■ **Problema posto**
Indica quante righe dei dati riportati sotto contengono la stringa "overcast", distinguendo tra maiuscole e minuscole. Rispondi soltanto con il numero.

■ **Dati forniti**
►

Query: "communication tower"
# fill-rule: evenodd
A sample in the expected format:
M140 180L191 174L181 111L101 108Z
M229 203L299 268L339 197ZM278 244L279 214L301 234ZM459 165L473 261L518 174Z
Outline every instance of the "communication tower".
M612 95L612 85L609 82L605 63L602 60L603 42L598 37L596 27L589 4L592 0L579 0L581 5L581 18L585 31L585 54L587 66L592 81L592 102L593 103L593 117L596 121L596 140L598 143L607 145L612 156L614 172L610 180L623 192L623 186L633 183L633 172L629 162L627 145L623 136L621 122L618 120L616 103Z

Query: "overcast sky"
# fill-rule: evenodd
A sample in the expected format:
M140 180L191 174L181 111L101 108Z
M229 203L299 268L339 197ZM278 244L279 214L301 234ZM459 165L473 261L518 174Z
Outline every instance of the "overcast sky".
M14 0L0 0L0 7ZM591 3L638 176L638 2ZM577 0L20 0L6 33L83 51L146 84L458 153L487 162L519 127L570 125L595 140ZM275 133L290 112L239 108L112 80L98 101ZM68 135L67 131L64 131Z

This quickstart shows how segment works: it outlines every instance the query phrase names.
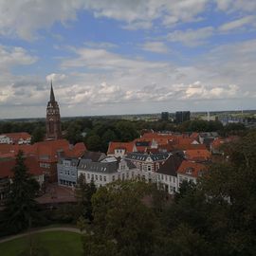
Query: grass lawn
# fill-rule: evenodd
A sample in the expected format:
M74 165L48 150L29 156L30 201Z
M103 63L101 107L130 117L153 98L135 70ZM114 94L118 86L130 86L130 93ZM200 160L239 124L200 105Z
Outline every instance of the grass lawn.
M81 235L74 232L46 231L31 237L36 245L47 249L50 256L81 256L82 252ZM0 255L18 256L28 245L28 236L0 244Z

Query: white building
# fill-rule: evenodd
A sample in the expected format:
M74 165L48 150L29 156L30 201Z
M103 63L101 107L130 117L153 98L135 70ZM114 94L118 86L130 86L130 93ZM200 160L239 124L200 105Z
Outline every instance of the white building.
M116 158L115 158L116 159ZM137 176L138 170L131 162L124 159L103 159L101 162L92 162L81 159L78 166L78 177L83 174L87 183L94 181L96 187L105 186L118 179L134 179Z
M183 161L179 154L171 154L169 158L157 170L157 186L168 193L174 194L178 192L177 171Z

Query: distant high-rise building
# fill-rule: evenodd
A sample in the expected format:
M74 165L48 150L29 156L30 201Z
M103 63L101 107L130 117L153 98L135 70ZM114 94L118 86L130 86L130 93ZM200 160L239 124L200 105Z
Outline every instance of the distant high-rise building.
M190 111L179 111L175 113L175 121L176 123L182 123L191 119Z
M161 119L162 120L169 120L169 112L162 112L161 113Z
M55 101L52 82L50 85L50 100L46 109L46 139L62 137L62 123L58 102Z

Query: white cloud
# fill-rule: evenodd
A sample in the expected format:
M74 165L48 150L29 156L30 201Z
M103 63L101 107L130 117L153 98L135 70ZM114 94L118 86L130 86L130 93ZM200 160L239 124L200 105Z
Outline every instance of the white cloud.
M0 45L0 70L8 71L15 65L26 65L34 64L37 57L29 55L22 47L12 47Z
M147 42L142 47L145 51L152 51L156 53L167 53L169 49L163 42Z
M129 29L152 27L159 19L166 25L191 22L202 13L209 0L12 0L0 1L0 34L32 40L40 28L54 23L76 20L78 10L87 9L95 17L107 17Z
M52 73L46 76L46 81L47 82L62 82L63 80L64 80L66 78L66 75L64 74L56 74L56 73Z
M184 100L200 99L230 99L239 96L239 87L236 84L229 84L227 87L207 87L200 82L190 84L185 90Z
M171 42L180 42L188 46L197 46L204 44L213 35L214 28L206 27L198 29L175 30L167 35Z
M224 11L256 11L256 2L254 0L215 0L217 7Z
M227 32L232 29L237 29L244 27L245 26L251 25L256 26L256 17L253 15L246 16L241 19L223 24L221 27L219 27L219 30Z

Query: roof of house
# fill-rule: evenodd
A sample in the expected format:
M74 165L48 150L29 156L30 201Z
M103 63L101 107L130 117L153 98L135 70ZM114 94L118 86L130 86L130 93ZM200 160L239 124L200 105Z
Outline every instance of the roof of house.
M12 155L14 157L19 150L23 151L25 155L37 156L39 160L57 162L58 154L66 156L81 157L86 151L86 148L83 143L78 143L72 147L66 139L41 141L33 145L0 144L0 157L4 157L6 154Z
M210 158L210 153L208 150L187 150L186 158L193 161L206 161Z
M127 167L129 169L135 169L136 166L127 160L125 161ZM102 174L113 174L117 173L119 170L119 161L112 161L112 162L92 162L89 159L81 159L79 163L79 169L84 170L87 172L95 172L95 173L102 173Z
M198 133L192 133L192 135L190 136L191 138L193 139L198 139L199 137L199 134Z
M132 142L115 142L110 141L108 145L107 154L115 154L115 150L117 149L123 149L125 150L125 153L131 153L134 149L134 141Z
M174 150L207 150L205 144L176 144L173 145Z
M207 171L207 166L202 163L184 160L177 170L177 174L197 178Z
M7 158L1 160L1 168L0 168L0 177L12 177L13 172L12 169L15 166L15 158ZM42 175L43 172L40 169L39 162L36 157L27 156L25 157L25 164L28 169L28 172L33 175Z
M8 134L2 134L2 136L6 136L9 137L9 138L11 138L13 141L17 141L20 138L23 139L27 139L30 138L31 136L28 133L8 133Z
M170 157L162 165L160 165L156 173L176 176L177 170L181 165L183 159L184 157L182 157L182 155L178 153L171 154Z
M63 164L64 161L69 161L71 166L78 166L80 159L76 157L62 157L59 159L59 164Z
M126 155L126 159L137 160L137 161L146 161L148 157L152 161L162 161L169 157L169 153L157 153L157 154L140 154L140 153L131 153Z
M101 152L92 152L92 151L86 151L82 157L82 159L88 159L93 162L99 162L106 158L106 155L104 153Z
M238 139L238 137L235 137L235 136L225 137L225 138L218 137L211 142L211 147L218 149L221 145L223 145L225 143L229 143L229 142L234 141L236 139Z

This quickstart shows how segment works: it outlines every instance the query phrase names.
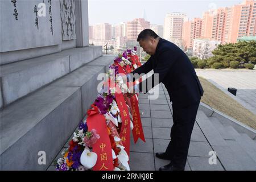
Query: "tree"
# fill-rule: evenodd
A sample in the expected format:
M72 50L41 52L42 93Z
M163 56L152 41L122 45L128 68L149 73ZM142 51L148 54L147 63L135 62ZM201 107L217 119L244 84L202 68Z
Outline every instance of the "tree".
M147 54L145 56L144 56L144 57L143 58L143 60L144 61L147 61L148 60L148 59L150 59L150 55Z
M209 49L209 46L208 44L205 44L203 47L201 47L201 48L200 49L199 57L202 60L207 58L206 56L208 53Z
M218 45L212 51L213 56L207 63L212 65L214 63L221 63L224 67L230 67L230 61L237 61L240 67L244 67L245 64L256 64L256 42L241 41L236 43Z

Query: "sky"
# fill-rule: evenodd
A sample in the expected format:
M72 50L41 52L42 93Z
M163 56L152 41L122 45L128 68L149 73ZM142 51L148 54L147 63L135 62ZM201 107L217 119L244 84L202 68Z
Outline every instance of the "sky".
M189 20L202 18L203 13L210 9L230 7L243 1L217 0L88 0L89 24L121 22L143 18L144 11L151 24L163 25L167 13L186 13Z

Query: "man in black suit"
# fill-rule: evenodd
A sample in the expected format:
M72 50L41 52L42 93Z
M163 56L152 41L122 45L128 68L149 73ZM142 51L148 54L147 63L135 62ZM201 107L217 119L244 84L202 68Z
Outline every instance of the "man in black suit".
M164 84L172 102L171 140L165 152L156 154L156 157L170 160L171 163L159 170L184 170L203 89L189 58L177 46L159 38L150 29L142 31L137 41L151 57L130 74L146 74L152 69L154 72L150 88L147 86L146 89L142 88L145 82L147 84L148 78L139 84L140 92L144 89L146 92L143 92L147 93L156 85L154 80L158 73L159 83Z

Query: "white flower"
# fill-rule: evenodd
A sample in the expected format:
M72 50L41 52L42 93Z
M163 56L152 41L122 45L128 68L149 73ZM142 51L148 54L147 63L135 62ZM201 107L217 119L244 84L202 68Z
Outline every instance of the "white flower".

◄

■ **Soluzione completa**
2